» **Task**
Count the lines in the records below that contain the string "beige", and reply with only that number.

#### Listed records ####

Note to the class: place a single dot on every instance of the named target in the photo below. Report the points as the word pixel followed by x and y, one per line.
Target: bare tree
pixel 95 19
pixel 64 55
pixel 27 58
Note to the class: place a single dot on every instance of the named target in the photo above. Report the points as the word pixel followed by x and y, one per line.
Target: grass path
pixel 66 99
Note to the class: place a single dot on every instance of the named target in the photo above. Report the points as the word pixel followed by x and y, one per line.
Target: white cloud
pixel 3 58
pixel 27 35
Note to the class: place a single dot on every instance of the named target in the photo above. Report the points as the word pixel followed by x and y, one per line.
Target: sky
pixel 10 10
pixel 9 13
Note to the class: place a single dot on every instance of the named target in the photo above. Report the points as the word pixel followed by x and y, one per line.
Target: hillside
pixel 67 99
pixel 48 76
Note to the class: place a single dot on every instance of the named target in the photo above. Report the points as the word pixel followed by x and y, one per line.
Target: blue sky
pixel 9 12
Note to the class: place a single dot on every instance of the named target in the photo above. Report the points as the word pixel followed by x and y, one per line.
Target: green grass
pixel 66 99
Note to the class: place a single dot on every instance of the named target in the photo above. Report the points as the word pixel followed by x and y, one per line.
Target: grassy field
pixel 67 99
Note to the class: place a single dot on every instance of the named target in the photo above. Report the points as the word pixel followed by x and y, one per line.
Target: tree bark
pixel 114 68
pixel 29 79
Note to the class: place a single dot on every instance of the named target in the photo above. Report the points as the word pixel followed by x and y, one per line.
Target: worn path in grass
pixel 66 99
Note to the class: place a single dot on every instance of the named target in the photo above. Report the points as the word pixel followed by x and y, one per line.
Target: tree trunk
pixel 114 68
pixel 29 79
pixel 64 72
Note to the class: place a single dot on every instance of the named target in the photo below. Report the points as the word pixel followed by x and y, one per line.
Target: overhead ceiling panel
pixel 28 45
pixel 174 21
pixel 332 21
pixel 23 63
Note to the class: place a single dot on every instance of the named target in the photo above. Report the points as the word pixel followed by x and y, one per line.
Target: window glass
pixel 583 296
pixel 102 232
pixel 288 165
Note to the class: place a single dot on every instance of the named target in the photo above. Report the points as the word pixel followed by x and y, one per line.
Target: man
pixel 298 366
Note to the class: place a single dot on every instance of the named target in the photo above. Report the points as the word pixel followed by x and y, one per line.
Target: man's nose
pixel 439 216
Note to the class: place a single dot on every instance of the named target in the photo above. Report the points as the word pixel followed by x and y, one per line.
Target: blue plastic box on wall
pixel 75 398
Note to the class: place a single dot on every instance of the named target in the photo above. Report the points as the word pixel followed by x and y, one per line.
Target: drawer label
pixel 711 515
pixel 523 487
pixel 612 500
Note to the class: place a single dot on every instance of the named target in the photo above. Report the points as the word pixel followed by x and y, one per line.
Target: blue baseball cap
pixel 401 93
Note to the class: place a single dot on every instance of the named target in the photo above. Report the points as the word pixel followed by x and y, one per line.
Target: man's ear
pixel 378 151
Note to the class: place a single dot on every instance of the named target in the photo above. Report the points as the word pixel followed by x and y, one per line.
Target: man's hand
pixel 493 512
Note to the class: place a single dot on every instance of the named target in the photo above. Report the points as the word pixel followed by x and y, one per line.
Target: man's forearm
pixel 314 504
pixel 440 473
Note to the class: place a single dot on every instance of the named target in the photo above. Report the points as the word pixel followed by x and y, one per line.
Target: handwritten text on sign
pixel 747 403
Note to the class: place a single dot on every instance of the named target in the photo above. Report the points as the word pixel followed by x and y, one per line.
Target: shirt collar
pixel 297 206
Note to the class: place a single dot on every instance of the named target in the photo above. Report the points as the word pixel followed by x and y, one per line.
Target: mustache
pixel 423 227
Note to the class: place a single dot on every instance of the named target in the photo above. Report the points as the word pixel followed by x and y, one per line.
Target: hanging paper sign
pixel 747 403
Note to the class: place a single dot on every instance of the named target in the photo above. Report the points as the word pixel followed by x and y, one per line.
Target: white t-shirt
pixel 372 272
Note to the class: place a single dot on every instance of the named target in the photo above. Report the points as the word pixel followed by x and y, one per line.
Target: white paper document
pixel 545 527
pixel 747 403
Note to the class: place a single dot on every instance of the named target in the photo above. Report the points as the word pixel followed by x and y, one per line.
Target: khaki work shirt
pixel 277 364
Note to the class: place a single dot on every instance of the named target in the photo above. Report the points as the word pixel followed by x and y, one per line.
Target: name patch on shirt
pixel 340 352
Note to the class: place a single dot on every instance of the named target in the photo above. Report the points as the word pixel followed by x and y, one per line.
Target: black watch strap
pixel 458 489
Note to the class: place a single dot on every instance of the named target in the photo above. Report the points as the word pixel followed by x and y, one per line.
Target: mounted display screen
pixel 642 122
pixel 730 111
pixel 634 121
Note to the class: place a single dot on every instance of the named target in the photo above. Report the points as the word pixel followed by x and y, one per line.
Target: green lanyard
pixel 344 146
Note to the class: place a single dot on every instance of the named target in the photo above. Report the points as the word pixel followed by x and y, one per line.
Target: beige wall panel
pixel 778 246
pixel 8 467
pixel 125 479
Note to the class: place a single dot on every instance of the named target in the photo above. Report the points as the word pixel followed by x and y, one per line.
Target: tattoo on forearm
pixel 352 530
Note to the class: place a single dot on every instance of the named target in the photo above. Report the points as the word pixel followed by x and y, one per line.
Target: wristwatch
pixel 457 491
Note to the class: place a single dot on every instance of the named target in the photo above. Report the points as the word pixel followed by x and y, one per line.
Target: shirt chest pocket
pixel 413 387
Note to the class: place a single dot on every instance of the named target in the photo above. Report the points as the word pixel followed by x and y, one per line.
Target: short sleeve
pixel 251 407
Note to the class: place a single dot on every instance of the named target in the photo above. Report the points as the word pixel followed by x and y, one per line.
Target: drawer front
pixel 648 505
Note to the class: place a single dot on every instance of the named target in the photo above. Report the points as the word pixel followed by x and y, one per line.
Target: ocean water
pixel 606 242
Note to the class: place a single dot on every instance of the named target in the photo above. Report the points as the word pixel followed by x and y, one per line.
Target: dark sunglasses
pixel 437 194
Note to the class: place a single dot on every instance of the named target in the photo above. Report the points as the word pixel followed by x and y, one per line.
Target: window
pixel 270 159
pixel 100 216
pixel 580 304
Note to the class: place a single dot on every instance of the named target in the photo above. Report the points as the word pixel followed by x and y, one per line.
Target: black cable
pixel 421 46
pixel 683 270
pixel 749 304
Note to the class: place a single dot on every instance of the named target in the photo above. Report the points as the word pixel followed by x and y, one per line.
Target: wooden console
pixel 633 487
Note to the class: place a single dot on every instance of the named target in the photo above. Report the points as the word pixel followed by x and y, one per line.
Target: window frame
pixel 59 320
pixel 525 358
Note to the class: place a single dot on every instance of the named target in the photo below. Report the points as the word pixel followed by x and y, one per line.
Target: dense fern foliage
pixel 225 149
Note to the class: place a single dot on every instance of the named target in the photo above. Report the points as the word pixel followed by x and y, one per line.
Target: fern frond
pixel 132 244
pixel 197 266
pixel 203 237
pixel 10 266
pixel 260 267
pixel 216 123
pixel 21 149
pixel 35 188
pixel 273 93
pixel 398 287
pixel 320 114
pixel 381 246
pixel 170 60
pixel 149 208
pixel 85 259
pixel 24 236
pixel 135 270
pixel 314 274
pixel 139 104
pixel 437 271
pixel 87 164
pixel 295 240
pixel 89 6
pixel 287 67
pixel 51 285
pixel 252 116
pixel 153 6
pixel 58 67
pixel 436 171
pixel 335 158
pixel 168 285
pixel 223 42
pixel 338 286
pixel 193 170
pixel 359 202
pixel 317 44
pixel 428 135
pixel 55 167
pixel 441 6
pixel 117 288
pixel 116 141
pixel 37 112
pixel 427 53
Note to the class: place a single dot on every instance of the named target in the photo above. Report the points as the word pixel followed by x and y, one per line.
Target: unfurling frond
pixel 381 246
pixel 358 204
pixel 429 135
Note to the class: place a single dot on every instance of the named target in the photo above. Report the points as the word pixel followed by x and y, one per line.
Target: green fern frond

####
#### Listed records ####

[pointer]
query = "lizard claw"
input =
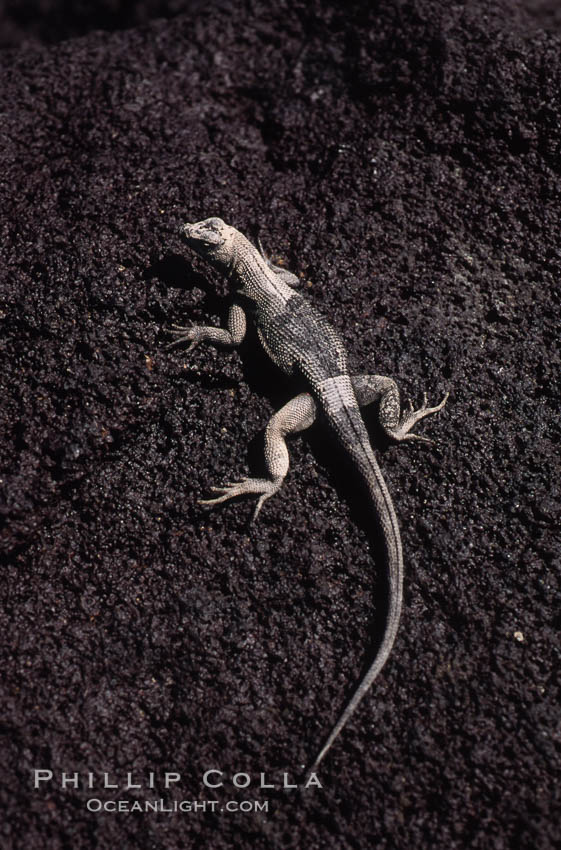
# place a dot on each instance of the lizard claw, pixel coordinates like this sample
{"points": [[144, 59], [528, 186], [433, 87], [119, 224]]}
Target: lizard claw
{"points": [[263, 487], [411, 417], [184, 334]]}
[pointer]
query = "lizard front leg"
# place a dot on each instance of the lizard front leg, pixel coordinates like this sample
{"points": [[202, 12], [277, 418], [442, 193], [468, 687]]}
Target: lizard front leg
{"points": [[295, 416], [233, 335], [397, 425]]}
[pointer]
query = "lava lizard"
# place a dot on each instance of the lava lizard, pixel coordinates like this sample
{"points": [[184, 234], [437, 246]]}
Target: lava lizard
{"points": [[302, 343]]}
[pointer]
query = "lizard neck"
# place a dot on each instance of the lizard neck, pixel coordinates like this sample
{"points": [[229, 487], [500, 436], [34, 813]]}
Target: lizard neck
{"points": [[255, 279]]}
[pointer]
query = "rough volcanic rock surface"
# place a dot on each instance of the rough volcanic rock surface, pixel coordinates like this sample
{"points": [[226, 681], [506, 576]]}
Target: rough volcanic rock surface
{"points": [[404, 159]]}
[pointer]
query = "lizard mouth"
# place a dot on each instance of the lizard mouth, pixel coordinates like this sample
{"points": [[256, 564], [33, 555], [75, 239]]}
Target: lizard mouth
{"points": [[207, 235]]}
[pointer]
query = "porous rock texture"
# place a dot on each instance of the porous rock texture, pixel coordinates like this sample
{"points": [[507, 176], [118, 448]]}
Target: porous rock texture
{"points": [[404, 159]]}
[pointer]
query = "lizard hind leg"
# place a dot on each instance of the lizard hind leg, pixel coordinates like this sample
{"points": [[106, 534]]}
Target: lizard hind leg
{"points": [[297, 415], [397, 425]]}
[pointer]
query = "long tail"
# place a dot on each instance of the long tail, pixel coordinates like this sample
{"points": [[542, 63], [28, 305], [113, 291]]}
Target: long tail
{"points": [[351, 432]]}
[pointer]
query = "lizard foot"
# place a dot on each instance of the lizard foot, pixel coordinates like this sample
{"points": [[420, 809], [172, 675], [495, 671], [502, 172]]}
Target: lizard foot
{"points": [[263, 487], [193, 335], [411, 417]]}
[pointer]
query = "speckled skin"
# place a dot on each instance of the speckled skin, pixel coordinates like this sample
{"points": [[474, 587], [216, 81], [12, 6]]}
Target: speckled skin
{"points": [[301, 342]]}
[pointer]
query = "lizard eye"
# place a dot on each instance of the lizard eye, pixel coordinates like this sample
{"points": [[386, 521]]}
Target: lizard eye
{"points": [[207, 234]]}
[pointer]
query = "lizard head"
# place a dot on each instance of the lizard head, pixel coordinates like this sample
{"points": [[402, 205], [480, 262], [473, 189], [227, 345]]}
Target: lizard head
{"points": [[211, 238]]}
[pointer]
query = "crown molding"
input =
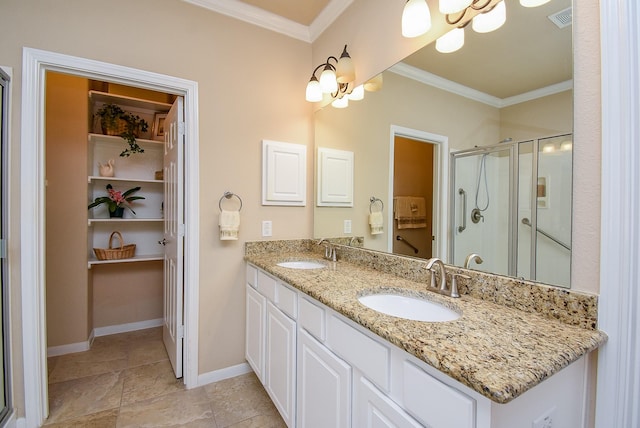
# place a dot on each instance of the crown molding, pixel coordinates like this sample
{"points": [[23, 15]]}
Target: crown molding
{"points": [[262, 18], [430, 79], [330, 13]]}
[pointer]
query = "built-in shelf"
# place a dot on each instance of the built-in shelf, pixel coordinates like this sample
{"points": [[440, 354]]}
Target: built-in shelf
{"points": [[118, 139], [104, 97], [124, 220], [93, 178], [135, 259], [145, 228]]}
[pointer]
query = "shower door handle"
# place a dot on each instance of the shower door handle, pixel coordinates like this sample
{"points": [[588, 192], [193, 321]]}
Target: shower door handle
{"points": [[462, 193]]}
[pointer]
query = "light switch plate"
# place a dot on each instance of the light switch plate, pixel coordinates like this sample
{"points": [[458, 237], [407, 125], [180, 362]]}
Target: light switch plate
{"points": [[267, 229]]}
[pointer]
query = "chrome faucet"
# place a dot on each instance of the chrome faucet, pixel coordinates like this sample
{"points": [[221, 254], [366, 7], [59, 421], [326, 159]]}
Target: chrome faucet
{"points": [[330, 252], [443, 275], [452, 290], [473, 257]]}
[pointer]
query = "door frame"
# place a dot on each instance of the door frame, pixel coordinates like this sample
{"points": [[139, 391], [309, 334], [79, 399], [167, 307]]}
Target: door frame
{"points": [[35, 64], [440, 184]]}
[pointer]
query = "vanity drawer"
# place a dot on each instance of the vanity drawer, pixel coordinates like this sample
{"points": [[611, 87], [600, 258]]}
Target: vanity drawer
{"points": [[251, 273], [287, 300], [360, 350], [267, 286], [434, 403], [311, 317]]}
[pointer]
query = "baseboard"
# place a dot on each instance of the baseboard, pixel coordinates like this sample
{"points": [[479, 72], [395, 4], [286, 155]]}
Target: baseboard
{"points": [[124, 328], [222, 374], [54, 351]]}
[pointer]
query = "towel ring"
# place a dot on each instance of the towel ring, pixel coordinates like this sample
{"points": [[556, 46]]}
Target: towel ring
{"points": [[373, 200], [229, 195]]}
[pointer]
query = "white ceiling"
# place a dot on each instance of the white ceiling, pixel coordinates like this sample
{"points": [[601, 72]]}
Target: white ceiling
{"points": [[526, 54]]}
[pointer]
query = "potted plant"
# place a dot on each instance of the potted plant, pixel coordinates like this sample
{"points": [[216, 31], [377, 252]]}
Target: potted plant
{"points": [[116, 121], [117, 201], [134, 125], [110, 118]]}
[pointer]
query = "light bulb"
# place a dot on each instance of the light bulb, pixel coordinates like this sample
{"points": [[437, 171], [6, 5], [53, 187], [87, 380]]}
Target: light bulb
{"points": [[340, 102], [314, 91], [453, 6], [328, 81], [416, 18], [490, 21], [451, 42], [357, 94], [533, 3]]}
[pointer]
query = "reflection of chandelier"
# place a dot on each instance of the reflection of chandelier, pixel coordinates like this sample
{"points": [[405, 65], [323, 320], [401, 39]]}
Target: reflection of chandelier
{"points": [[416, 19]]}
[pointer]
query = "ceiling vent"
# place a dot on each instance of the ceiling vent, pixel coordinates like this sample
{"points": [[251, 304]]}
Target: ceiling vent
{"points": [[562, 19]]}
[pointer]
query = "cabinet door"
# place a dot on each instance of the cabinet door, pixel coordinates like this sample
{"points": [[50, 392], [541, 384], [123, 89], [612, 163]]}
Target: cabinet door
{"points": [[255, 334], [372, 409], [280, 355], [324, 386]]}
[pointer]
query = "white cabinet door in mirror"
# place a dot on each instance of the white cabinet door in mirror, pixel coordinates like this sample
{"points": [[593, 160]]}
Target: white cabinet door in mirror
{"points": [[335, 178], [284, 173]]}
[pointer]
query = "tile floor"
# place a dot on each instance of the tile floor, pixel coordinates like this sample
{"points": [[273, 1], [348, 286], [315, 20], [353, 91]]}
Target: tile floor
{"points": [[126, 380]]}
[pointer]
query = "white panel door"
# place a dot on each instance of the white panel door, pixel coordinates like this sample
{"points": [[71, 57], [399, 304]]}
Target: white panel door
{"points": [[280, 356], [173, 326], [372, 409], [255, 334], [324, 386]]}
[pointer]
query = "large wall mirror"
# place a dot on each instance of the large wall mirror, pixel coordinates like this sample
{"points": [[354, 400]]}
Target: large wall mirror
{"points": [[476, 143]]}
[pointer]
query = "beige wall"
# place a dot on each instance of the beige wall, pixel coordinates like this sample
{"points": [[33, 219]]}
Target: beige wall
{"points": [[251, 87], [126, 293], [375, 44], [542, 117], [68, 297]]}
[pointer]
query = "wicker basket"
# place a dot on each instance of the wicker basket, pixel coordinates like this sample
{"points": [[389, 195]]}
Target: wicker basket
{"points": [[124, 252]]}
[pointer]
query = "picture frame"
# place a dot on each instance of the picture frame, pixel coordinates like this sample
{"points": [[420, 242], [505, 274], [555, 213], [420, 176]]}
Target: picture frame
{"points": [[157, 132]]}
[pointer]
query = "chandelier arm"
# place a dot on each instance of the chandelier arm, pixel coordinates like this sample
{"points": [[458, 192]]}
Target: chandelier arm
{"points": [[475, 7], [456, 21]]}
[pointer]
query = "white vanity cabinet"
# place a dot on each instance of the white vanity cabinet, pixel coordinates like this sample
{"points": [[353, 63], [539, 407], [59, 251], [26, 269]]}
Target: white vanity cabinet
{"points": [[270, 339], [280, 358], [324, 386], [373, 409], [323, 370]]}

####

» **Full response**
4